ENTRIES SUPPLIED ->
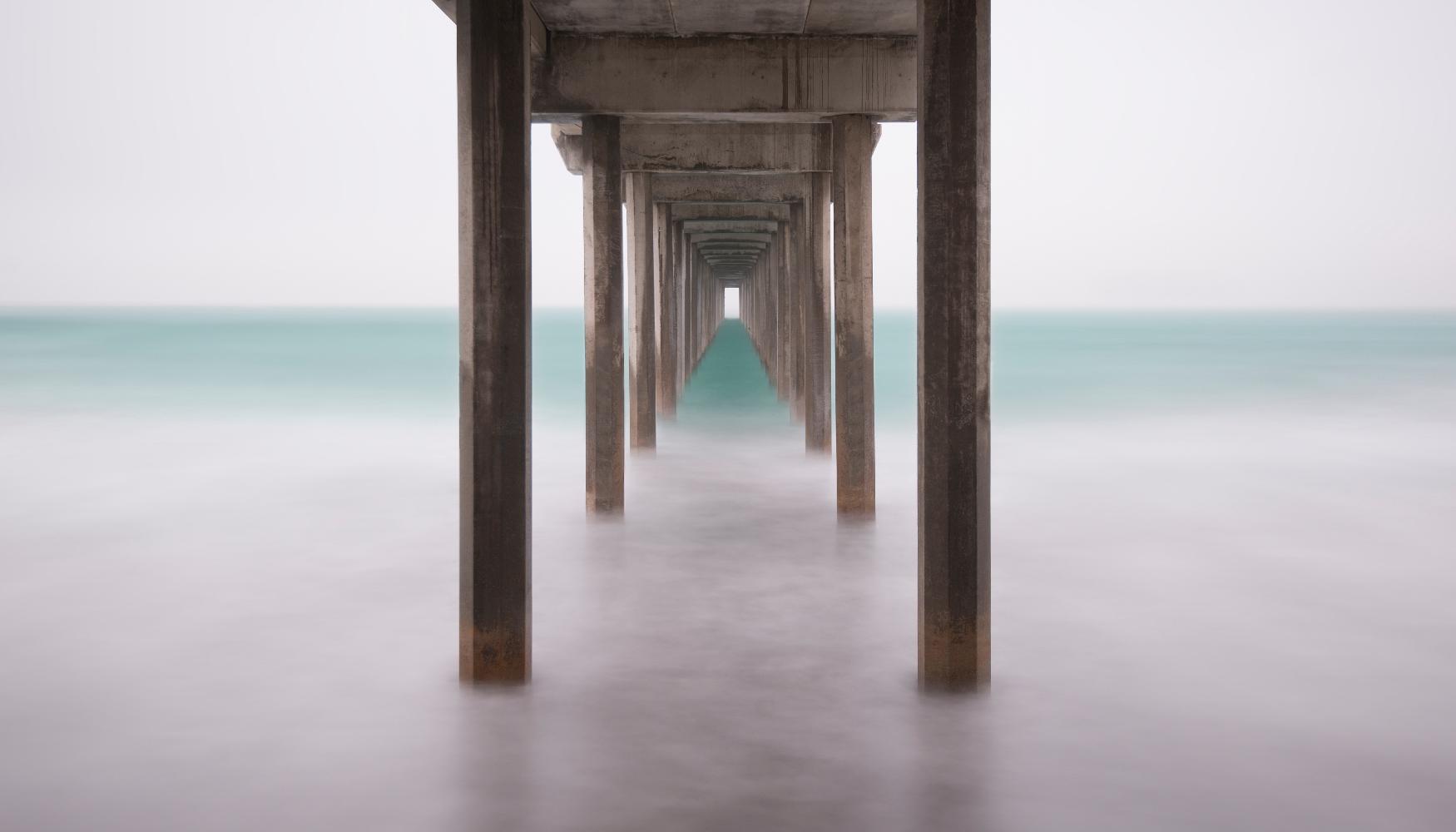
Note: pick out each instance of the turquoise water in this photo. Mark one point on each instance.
(404, 362)
(1222, 586)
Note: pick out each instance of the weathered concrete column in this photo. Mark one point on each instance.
(788, 318)
(602, 181)
(685, 264)
(813, 254)
(954, 353)
(642, 312)
(854, 315)
(666, 314)
(495, 341)
(774, 325)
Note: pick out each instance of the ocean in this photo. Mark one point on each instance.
(1222, 556)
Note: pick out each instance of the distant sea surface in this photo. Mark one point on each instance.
(1047, 366)
(1223, 560)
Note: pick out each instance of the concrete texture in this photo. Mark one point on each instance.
(726, 79)
(602, 203)
(641, 312)
(813, 252)
(679, 17)
(954, 350)
(666, 312)
(854, 315)
(495, 344)
(730, 188)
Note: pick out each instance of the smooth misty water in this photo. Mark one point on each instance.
(1223, 577)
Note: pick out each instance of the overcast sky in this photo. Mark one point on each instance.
(1146, 153)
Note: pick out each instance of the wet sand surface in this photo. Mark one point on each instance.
(1219, 621)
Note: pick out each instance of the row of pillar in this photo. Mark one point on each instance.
(788, 300)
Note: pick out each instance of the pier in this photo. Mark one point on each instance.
(737, 141)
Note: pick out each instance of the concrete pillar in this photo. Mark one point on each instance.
(666, 314)
(813, 254)
(788, 366)
(642, 312)
(602, 178)
(495, 341)
(854, 315)
(954, 357)
(685, 254)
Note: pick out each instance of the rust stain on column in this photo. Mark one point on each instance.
(854, 315)
(495, 368)
(602, 184)
(954, 345)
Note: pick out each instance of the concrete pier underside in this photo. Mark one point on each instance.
(733, 130)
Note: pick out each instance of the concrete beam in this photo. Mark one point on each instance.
(731, 236)
(710, 147)
(730, 188)
(726, 79)
(731, 226)
(726, 147)
(766, 211)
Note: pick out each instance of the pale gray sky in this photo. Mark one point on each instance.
(1166, 153)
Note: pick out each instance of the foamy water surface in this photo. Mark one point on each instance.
(230, 592)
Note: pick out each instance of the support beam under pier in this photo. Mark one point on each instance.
(854, 315)
(642, 312)
(495, 343)
(954, 347)
(602, 182)
(666, 312)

TASK BRIEF ->
Your answer must be an exact copy of the records, with no pictures in it.

RESULT OF THE TASK ->
Note: pick out each instance of the turquoise water in this photo. Mark one point on each instance.
(404, 362)
(1222, 586)
Note: pick out each instance of the weathered concrete column in this photo. Mark one point on each instance.
(788, 318)
(602, 181)
(685, 264)
(813, 254)
(954, 353)
(642, 312)
(854, 315)
(666, 314)
(495, 341)
(774, 325)
Note: pick out each instance of the ocean in this photo. Mark one point on each instance.
(1222, 556)
Note: pick out each instance of the distant sea surface in this photo. Mark one point on each instance.
(1047, 366)
(1223, 560)
Note: pick out each instance of the concrete texture in this photo. Mark one point on each instance.
(726, 79)
(602, 203)
(641, 312)
(813, 252)
(679, 17)
(954, 350)
(666, 312)
(854, 315)
(495, 344)
(730, 188)
Note: pick out each instance of the smooth misty water in this photo. Mark one point on each instance.
(1223, 577)
Note: pick out each instance of the overcast sky in this photo. Mark one point on each instance.
(1146, 153)
Note: pick out each instance of the wet sand surface in this photo. Mark one point on each instance.
(1219, 621)
Note: pick out each instance of the row of pillar in this photo. Mark one point on each instance.
(788, 300)
Note: pick out each instance of the pier in this photo. Mark one point on each instance.
(737, 141)
Note: pick out each instance of the concrete pillar in this photo. Mark one point on each instance.
(666, 314)
(813, 254)
(788, 366)
(642, 312)
(602, 178)
(495, 341)
(854, 315)
(954, 357)
(685, 254)
Note: pick out each instance of the rust stain on column in this photo. Mark one point on each instance.
(854, 315)
(495, 368)
(602, 184)
(954, 345)
Note: pick out each instance of the concrete pier underside in this photo. Mark one point on each instance.
(733, 130)
Note: pick out each instance of the concrete beam in this photo. Mark one point on each instance.
(731, 236)
(710, 147)
(730, 188)
(726, 79)
(731, 226)
(726, 147)
(766, 211)
Note: pick out each instance of the pale gray sky in this photo. Mark one point on each instance.
(1166, 153)
Note: pick out each instance of the foamy water surface in this photo. Mark one point on each instance.
(230, 592)
Note: pick out each instance of the support beam under pier in this photo. Mark one point on each instance.
(854, 315)
(642, 312)
(495, 343)
(954, 347)
(602, 182)
(666, 312)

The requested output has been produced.